__Entries shown__.
*****

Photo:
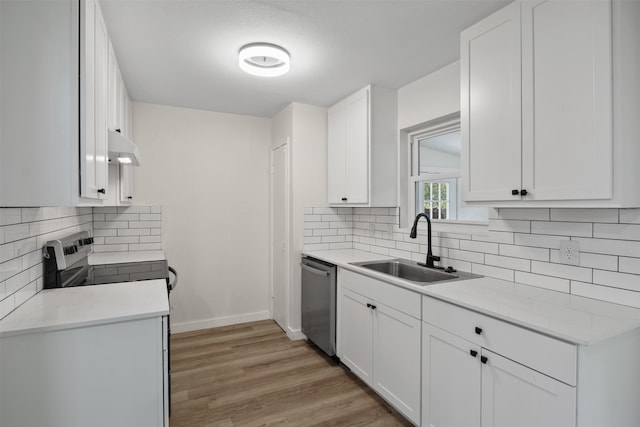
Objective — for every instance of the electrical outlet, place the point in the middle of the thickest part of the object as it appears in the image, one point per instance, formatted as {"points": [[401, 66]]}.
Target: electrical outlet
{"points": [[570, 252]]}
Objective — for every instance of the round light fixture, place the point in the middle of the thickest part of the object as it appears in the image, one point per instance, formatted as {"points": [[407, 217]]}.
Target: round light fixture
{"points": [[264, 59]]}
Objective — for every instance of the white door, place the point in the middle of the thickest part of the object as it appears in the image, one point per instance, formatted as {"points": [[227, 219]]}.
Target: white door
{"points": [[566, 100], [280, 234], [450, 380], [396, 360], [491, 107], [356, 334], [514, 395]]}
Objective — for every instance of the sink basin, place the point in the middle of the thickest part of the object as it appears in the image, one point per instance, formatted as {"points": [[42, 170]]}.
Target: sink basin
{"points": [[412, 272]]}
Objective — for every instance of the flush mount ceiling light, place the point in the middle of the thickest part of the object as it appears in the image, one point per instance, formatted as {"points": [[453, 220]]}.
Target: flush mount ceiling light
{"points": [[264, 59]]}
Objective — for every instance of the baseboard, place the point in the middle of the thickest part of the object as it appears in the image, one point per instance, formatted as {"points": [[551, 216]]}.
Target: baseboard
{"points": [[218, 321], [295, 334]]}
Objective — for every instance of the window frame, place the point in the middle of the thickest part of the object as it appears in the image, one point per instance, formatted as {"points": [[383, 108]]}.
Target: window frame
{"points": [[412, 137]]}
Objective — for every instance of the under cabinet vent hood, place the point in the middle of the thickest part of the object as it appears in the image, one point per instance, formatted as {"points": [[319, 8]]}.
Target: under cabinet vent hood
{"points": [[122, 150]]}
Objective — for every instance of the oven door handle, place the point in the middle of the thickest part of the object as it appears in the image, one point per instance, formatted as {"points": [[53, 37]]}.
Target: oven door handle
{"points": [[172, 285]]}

*****

__Short problem__. Could you repeat all of the records above line for line, leaving the pictures out?

__The reply__.
Photo:
Objective — for every instance of the electrical outlet, place the point in the middle of the thickest part of the object as it appears in the image, one point per instance, formatted as {"points": [[401, 66]]}.
Target: electrical outlet
{"points": [[570, 252]]}
Objective — for every instance of the round light fixture, place the point in the middle of the thickest part of the object as it appears in the image, one point per instance, formatted as {"points": [[407, 217]]}.
Target: round light fixture
{"points": [[264, 59]]}
Objective — for every instance of the white door, place the point in the middle of the thickest part of the object as it appears in the image, one point per instance, formatted as {"points": [[227, 219]]}.
Target: white door
{"points": [[566, 100], [280, 234], [450, 380], [396, 360], [491, 107], [356, 334], [514, 395]]}
Objective — for every instance of the sink basin, place the point in the middle of the thickest part of the object as it appears in the image, one point per instance, formatted as {"points": [[42, 170]]}.
Target: sink basin
{"points": [[412, 272]]}
Objective — for every instance of the flush mount ceiling light, place the point in the middle of the thickest part of the object as it appears in the image, one point per instance, formatted as {"points": [[453, 220]]}.
Target: flush mount ceiling light
{"points": [[264, 59]]}
Objective — for every instance of the baseboard, place the point in the middle of the thickest part of the object as it appears in the image, one point per instance, formatted as {"points": [[551, 216]]}.
Target: baseboard
{"points": [[218, 321], [295, 334]]}
Objective — for every instance of the window frame, place the point in the middle of the thickest part of the object as it appears in the image, one point per instance, formatted as {"points": [[383, 108]]}.
Target: window frame
{"points": [[412, 137]]}
Objective — for every instance of the under cabinet vent hood, place the point in the middle of the thickest part of the object as it appears in the image, one point per instance, formatted as {"points": [[319, 8]]}.
Target: under cabinet vent hood
{"points": [[122, 150]]}
Objective — for every instance of the oven door handle, place the point in the middle of the thickest part of the object as it appears in the image, one point per instance, formatted as {"points": [[53, 37]]}.
Target: oven door handle
{"points": [[172, 285]]}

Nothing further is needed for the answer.